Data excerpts
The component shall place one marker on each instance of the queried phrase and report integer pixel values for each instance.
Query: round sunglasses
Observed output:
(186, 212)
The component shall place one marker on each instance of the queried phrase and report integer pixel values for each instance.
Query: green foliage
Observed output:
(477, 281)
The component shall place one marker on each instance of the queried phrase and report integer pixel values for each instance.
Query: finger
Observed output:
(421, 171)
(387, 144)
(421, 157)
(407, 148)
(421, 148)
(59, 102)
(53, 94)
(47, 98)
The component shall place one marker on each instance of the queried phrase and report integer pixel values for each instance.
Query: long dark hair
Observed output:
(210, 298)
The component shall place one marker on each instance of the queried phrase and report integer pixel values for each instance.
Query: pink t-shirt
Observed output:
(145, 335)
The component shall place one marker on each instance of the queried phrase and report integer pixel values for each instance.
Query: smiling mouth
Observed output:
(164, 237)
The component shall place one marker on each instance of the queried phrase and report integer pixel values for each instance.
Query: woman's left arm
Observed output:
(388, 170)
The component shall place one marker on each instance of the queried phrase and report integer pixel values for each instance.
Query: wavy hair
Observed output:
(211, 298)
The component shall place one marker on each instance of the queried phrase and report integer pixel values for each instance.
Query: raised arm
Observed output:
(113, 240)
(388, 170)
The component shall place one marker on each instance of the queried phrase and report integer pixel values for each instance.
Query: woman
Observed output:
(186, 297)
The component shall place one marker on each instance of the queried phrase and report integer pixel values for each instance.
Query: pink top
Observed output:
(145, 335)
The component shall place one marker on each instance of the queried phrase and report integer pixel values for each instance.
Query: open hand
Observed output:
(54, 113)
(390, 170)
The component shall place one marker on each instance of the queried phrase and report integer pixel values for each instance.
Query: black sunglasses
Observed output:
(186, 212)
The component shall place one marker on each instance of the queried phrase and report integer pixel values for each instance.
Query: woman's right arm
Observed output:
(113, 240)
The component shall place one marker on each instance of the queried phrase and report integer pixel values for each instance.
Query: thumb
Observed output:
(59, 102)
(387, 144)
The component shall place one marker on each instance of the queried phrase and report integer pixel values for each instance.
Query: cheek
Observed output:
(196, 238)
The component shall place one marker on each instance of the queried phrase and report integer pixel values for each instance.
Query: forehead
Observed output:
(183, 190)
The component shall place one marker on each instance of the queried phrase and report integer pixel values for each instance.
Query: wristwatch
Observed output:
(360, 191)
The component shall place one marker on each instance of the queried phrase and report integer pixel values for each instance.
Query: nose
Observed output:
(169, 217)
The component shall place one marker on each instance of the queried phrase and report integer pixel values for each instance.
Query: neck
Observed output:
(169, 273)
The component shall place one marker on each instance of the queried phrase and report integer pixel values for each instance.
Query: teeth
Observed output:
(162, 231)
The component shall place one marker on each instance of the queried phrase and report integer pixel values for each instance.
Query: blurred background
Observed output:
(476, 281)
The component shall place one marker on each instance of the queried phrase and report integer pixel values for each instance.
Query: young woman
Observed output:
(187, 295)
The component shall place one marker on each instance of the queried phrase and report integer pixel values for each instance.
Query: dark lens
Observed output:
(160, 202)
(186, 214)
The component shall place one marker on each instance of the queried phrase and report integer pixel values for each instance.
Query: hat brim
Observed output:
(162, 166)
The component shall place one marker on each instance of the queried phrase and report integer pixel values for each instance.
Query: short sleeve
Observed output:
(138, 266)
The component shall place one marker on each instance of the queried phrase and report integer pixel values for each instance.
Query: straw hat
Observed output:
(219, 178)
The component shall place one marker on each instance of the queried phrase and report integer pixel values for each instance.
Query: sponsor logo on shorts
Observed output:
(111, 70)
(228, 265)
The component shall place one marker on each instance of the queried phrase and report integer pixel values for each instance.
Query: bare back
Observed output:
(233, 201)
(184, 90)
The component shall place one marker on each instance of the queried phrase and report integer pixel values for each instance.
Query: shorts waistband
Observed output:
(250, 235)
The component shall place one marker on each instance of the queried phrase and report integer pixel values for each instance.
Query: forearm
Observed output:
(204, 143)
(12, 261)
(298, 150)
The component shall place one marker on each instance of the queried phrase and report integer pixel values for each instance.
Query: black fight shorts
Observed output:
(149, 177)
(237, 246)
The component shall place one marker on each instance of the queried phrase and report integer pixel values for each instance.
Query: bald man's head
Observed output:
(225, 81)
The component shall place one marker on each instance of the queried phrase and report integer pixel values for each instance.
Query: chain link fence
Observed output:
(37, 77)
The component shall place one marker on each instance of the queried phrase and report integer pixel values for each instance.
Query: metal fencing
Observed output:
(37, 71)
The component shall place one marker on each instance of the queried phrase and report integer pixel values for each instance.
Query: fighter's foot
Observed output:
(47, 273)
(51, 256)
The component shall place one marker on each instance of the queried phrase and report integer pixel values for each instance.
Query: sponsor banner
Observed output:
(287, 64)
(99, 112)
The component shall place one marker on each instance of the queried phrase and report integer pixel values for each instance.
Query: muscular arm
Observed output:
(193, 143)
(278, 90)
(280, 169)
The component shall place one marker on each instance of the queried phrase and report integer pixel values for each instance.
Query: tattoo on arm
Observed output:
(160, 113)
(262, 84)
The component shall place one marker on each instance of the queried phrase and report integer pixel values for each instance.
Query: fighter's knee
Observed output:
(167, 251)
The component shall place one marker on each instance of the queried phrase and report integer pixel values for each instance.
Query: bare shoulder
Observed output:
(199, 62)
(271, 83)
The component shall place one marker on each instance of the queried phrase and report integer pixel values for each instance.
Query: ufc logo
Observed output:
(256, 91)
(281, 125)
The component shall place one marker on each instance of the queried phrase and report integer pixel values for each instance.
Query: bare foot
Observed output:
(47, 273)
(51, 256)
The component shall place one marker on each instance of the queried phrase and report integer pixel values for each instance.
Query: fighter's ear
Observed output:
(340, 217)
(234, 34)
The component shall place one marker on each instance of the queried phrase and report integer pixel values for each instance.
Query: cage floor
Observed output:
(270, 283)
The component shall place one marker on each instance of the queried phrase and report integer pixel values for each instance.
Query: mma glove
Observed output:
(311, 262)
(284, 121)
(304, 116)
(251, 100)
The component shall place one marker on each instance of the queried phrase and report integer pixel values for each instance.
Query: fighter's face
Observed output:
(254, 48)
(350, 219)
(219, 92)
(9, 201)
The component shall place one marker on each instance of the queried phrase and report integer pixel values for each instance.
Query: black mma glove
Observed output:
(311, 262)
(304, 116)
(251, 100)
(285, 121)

**Problem details**
If a line above contains the word "fighter", list it.

**Result of the task**
Query: fighter's foot
Query: fighter's knee
Query: fighter's ear
Query: fighter's face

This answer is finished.